**Brano riportato**
============================================================
Zanardi (Assofond): “Europa nata su carbone a acciaio ma si sta sganciando da industria”

Il presidente dell’associazione imprenditoriale di categoria che rappresenta le imprese di fonderia italiane a colloquio con GEA

Assofond, l’associazione imprenditoriale di categoria che rappresenta le imprese di fonderia italiane guidata da Fabio Zanardi, è stata fondata nel 1948, qualche anno prima che nascesse la Ceca, la Comunità europea del carbone e dell’acciaio dalla quale poi è nata la Ue.

Presidente, com’è cambiata l’Europa?

“L’Europa che oggi conosciamo è la figlia diretta della Comunità economica del carbone e dell’acciaio, con la quale nel 1951 Francia, Italia, Germania Ovest, Belgio, Paesi Bassi e Lussemburgo intuirono che queste due materie prime sarebbero state fondamentali per la ripresa economica del continente dopo il disastro della Seconda Guerra Mondiale. Oggi, nel nome della transizione ecologica, l’Europa sta però sostanzialmente decidendo di sganciarsi dalla vocazione industriale che l’ha caratterizzata per tutto il Novecento. Siamo tutti d’accordo sulla necessità di ridurre l’impronta ambientale delle attività umane e l’Europa fa bene a voler giocare questa partita da prima della classe. Ma ci sono due strade per raggiungere questo obiettivo”.
============================================================
**Dati registrati**
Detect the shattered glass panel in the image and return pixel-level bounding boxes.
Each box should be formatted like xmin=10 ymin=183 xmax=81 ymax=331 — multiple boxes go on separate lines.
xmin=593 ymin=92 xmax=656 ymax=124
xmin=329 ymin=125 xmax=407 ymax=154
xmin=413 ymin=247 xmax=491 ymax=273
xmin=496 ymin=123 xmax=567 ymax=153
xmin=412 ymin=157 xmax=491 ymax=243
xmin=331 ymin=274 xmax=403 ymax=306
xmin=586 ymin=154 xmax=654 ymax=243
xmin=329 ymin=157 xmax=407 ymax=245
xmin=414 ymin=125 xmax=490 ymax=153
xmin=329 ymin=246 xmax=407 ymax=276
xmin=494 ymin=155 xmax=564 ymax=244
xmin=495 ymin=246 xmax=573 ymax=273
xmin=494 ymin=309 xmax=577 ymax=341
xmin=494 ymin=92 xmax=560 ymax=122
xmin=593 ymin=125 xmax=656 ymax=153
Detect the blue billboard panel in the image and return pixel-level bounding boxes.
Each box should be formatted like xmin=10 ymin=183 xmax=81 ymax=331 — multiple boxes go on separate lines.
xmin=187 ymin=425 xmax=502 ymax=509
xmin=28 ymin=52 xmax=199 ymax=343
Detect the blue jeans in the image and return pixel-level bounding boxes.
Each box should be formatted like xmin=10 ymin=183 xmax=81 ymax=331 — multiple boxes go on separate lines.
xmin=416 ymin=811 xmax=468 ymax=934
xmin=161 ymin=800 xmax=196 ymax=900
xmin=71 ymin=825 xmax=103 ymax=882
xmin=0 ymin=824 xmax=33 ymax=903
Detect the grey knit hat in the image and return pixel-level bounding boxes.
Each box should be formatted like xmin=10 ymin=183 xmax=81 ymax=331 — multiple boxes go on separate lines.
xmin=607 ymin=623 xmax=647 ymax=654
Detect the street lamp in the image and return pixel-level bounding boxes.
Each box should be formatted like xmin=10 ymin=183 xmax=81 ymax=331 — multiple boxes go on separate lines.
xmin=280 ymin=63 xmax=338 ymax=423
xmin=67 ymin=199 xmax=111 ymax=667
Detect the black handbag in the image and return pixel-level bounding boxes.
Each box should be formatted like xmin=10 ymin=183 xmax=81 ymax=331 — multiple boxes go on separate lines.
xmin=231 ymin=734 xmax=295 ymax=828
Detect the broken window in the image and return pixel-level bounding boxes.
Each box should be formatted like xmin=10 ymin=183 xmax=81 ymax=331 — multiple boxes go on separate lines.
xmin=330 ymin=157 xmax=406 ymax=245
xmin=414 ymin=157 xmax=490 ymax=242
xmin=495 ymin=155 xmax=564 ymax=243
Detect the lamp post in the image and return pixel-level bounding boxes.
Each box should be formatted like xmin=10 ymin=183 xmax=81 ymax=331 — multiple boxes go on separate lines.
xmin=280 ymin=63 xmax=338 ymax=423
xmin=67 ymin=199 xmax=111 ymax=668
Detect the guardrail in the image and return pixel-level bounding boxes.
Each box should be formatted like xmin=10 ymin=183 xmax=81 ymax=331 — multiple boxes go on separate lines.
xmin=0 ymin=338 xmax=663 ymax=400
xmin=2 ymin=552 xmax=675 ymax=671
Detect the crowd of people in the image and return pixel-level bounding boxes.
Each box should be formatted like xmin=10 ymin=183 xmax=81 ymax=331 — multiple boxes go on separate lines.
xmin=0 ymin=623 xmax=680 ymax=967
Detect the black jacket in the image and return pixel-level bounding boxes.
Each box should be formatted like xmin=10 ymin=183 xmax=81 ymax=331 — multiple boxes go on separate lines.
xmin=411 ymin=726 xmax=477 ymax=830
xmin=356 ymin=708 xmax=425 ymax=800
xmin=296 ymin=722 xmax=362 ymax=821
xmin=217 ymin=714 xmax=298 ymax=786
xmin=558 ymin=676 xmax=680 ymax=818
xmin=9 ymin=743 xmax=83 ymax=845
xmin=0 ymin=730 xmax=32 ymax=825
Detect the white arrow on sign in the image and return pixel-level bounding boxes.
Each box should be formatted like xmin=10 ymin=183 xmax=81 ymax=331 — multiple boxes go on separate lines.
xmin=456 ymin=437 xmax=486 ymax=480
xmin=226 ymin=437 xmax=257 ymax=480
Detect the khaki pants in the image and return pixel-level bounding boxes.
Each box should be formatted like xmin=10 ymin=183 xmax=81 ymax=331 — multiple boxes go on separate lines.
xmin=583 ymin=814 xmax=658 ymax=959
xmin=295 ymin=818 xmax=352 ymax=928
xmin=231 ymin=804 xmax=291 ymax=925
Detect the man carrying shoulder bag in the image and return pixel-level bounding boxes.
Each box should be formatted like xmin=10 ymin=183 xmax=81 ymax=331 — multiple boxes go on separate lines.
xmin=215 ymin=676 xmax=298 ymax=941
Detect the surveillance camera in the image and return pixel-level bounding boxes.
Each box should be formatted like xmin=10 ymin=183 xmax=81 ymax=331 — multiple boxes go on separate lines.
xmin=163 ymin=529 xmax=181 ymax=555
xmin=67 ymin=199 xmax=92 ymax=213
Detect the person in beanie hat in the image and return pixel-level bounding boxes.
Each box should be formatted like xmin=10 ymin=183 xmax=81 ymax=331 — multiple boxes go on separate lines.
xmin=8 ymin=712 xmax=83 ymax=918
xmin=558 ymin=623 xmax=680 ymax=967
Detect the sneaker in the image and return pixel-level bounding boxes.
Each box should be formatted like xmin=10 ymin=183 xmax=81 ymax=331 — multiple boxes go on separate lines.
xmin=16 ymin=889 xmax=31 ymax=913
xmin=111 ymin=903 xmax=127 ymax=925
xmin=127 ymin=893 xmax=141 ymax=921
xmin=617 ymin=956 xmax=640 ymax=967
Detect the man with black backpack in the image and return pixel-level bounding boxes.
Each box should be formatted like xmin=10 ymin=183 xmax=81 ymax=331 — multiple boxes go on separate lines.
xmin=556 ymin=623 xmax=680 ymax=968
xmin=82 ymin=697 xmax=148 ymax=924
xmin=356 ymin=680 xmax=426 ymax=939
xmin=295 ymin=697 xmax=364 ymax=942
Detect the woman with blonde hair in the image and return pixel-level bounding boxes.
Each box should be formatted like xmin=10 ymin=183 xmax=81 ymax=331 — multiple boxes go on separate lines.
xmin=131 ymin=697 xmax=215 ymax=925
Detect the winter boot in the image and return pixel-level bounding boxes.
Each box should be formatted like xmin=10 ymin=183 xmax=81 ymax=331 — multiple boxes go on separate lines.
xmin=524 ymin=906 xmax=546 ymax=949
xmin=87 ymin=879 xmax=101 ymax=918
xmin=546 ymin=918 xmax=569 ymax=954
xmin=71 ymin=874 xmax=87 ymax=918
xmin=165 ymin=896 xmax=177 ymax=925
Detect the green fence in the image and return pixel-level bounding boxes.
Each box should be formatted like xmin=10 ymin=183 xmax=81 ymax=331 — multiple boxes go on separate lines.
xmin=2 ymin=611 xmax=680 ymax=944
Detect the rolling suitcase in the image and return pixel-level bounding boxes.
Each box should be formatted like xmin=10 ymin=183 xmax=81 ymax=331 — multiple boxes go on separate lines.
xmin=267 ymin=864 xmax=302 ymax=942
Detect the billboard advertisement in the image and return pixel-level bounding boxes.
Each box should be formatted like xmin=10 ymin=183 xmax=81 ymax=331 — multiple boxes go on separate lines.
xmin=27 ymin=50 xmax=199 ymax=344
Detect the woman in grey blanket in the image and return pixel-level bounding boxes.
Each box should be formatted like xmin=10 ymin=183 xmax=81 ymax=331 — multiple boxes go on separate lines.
============================================================
**Istruzione scritta**
Riscrivi il tratto del brano su Assofond che inizia con le parole contenenti "Assofond, l’associazione imprenditoriale" e termina con "nata la Ue.", sostituendo "fondata" con "costituita".

**Risultato corretto**
Assofond, l’associazione imprenditoriale di categoria che rappresenta le imprese di fonderia italiane guidata da Fabio Zanardi, è stata costituita nel 1948, qualche anno prima che nascesse la Ceca, la Comunità europea del carbone e dell’acciaio dalla quale poi è nata la Ue.